[Work to be completed]:
Find the line that contains "of the white" in the entries below. Output it and each later line exactly, and nothing else.

Point placement records
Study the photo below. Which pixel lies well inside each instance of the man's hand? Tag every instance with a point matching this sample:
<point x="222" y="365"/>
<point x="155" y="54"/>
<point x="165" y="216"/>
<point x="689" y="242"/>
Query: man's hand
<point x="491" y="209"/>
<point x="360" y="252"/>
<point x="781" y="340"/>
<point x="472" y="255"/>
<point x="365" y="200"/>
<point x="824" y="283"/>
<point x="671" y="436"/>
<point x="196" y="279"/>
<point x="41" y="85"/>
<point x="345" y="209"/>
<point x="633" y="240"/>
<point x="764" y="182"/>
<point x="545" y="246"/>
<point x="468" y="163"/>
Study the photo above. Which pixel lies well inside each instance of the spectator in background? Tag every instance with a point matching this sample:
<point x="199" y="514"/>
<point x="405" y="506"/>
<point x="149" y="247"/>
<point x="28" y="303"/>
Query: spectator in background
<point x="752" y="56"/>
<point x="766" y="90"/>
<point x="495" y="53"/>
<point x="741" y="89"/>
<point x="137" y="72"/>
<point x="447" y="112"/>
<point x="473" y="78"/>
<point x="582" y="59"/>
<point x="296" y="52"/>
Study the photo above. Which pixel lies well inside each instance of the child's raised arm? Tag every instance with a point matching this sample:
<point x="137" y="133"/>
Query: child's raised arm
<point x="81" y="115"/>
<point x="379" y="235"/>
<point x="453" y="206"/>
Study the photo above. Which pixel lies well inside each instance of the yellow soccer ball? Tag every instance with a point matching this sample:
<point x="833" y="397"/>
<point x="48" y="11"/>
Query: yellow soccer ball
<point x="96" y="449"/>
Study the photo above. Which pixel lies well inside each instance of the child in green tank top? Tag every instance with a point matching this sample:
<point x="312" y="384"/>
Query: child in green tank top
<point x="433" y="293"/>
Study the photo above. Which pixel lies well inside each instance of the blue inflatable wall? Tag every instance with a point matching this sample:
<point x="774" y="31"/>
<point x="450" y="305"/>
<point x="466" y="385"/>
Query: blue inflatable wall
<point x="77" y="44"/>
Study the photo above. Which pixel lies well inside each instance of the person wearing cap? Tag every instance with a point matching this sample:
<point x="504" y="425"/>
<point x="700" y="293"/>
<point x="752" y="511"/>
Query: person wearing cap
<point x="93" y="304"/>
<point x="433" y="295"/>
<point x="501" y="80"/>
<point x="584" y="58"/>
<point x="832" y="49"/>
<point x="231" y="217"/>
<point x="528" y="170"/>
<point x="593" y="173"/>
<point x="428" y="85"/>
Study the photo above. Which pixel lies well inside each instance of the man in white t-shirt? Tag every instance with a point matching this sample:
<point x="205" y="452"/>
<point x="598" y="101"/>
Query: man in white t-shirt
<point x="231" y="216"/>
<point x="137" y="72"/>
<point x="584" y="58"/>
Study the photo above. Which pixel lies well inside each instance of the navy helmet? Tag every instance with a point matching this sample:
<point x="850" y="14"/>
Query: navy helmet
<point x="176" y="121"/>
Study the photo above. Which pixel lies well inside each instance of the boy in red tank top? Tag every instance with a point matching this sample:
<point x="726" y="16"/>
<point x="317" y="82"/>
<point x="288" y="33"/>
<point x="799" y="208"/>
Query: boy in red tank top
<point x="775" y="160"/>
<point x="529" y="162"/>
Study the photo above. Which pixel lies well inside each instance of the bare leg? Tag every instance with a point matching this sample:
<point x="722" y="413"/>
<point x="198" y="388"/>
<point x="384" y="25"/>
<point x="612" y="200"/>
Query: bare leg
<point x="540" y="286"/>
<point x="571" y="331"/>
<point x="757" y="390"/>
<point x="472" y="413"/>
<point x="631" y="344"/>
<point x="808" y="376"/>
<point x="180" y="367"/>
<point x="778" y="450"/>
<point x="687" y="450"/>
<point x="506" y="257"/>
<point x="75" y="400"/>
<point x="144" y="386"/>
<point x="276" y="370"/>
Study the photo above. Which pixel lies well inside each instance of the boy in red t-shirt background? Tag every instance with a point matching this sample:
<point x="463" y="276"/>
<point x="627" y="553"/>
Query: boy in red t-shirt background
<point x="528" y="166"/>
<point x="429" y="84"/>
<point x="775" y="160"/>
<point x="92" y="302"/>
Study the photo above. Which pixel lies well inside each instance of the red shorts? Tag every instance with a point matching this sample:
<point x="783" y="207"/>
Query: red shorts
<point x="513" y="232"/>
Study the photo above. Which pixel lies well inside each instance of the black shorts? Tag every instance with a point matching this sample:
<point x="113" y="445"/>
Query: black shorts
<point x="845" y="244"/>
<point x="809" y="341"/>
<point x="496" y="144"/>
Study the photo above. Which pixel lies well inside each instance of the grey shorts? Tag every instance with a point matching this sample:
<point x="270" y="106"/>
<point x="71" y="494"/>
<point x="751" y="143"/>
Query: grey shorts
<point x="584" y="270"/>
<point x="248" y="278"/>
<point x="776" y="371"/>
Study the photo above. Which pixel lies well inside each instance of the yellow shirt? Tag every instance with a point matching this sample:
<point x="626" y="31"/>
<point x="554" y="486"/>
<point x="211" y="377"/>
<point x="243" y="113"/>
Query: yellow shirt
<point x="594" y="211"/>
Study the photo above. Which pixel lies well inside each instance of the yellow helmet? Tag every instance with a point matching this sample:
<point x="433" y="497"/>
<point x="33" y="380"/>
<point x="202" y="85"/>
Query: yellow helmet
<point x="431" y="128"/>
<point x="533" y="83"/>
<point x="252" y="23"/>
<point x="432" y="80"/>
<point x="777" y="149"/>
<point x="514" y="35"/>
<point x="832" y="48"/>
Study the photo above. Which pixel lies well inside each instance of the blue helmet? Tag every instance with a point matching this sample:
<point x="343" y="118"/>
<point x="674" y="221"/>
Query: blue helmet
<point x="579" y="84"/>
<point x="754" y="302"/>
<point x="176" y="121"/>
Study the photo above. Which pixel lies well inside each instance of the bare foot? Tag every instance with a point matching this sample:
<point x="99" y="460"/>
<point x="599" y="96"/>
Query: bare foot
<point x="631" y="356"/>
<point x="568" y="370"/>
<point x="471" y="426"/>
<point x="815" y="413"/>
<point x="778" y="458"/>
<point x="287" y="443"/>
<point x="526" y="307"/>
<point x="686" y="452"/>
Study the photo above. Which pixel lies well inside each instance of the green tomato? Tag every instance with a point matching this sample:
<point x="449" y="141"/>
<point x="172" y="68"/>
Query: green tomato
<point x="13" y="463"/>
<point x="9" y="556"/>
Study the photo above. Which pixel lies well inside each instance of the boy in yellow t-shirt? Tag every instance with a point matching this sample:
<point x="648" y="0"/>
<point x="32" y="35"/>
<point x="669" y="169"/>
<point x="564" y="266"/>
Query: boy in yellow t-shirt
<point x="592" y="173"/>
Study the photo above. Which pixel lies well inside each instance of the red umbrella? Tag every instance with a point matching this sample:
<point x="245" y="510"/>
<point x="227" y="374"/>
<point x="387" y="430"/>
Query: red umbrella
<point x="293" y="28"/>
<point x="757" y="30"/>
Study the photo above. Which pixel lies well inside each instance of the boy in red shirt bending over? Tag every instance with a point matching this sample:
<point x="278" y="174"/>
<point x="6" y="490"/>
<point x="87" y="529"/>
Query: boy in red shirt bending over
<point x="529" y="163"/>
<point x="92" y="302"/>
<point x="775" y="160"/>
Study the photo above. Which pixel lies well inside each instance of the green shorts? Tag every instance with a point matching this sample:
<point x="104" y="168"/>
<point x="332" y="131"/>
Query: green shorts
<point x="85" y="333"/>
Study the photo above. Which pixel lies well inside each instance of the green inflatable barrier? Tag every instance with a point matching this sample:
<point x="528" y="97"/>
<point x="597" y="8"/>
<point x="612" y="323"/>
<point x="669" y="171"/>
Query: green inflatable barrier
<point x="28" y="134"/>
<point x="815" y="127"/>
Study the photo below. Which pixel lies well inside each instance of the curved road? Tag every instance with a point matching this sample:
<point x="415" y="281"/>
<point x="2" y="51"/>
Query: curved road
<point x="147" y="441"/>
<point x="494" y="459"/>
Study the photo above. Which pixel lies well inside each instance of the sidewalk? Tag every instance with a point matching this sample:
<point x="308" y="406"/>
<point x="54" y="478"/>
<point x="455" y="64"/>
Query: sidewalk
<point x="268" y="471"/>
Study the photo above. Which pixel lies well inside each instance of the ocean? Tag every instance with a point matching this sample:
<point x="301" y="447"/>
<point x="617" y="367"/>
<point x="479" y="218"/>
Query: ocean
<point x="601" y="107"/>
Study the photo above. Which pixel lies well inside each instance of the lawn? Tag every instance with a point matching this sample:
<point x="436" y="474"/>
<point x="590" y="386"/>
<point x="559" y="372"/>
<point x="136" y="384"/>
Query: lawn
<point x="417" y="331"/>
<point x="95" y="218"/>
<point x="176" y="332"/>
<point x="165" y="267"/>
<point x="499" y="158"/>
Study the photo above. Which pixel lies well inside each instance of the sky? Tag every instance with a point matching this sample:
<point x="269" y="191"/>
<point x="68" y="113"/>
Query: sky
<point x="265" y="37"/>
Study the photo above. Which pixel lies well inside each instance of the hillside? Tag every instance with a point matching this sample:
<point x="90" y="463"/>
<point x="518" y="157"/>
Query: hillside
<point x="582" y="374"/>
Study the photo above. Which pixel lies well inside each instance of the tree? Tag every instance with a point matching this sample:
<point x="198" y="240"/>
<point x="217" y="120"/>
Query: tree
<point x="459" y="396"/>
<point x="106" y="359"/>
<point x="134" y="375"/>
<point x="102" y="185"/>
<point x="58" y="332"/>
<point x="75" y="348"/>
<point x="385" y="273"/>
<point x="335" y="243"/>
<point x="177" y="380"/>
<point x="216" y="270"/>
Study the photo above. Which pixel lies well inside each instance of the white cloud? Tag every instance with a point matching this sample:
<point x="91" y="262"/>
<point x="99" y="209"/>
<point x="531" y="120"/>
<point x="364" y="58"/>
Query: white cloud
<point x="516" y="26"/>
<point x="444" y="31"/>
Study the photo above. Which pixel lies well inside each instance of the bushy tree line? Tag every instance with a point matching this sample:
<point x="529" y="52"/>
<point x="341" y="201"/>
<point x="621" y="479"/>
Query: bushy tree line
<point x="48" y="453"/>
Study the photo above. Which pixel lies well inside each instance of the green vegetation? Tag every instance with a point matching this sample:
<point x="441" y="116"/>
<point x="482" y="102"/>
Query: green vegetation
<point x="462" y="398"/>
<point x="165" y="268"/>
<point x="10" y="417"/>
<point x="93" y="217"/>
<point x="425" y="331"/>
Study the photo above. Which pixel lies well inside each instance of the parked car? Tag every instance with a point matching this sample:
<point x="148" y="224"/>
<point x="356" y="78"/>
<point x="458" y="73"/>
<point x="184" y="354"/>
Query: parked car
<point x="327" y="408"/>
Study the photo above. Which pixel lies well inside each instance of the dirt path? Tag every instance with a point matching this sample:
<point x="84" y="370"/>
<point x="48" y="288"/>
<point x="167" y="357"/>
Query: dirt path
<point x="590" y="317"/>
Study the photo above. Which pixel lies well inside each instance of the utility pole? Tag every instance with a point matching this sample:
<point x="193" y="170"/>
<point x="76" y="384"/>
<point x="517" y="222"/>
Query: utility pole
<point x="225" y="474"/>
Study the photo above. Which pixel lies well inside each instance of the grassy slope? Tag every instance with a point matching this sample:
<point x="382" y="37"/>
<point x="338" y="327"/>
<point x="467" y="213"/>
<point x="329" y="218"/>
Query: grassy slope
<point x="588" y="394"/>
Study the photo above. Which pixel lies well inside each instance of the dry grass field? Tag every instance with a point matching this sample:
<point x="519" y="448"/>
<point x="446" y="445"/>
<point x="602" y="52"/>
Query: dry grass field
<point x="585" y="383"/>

[Answer to the task]:
Study the photo above. Which pixel lies well inside each instance of the white cloud? Tag every instance with a point matching this sample:
<point x="91" y="262"/>
<point x="99" y="209"/>
<point x="531" y="120"/>
<point x="364" y="58"/>
Query: white cloud
<point x="516" y="26"/>
<point x="444" y="31"/>
Study the photo above. Which pixel lies well inside each instance of the bushy tree line? Tag every instance with a point matching this sample:
<point x="529" y="52"/>
<point x="341" y="201"/>
<point x="621" y="479"/>
Query: bushy tree line
<point x="48" y="453"/>
Study the photo above. Which pixel lies well inside each instance of the green vegetation? Tag every instance with a point matching this sample:
<point x="441" y="116"/>
<point x="482" y="102"/>
Query: green vegetation
<point x="462" y="398"/>
<point x="165" y="268"/>
<point x="10" y="417"/>
<point x="93" y="217"/>
<point x="425" y="331"/>
Study the photo above. Which pixel lies well inside each instance of the parked car? Tag every instance with a point matching this sample:
<point x="148" y="224"/>
<point x="356" y="78"/>
<point x="458" y="73"/>
<point x="184" y="354"/>
Query: parked car
<point x="327" y="408"/>
Study the photo above. Which pixel lies well inside each instance of the dirt path? Tag every instance with a point matching this sample:
<point x="84" y="370"/>
<point x="48" y="288"/>
<point x="167" y="357"/>
Query: dirt path
<point x="590" y="317"/>
Study the photo above. Which pixel lies well inside each instance of the utility pole? Tag every instance with a point matching this sample:
<point x="193" y="170"/>
<point x="76" y="384"/>
<point x="517" y="222"/>
Query: utility pole
<point x="225" y="474"/>
Study the photo above. Which pixel lies well inside each instance of the grassy slope? Tag every instance with a point matching this sample:
<point x="382" y="37"/>
<point x="338" y="327"/>
<point x="467" y="213"/>
<point x="329" y="218"/>
Query: grassy slope
<point x="588" y="394"/>
Study the photo above. Which pixel lies well inside each instance of the dry grass field? Tag every instance with a point matching this sample:
<point x="519" y="448"/>
<point x="446" y="445"/>
<point x="602" y="52"/>
Query: dry grass field
<point x="585" y="383"/>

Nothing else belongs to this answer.